WORK REQUIRED:
Convert the items from the line containing "QA review pass — verify and re-annotate all instances of small" up to and including the line containing "109, 1347, 644]]" into a Markdown table with the columns Row and Line. Number each row and omit blank lines.

SUPPLIED MATERIAL:
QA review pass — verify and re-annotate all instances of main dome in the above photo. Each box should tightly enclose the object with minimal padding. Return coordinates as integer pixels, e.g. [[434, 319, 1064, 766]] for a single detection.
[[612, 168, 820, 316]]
* * *
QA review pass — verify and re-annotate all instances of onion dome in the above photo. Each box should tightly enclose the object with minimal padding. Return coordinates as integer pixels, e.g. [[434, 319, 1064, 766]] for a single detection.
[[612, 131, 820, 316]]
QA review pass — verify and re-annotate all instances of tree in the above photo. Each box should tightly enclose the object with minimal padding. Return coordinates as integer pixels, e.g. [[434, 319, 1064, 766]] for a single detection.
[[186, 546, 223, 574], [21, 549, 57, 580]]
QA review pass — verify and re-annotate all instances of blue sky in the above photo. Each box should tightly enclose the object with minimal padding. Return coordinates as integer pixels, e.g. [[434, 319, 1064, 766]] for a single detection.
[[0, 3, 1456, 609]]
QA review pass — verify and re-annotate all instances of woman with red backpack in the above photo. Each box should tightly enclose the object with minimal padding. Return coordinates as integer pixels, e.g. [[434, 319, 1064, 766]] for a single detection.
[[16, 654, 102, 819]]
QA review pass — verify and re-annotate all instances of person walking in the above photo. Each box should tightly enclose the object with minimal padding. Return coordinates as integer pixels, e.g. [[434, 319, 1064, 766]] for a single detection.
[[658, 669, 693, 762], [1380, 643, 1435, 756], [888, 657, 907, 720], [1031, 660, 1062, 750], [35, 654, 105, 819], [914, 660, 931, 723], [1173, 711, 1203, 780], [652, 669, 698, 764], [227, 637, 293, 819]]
--
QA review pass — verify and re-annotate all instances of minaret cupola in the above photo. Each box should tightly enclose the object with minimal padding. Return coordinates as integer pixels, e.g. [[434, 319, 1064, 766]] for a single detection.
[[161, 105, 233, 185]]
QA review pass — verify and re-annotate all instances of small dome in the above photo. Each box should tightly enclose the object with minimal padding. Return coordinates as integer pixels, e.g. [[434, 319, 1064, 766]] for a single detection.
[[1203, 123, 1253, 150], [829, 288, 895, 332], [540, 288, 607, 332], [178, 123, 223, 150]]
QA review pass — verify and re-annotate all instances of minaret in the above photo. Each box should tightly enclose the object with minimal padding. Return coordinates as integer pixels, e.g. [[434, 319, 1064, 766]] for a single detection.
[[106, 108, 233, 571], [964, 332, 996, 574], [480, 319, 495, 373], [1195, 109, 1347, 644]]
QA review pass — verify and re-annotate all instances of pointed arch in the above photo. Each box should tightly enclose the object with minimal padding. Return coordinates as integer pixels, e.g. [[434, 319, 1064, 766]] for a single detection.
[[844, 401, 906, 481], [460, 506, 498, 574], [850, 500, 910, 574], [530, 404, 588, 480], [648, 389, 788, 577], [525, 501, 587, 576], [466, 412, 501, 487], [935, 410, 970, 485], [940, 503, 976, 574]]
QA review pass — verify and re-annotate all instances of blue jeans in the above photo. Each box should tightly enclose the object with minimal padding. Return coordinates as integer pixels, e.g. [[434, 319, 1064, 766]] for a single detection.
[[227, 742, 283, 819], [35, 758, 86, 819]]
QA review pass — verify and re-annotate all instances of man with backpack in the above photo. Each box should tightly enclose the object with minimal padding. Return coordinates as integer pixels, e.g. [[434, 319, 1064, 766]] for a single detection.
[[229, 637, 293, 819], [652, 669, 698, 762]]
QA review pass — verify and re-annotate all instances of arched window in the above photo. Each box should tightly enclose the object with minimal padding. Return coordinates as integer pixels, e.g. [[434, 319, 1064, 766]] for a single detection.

FINAL RESULT:
| Row | Line |
|---|---|
| 1 | QA review pass — verify and re-annotate all instances of small dome in the above photo. Each box should tightly enclose the object with minimal padding. Return coordinates as integer pixels, e.g. [[434, 319, 1064, 766]] for a single detection. |
| 2 | [[1203, 123, 1253, 150], [829, 288, 895, 332], [540, 288, 607, 332], [178, 123, 223, 150]] |
| 3 | QA review pass — verify and re-annotate all instances of minaret in the above photo. Each box should tightly enclose the object with minimal padding. Return coordinates as integer pixels, e.g. [[434, 319, 1064, 766]] for a single detection. |
| 4 | [[106, 108, 233, 571], [964, 332, 996, 574], [480, 319, 495, 373], [1195, 109, 1347, 644]] |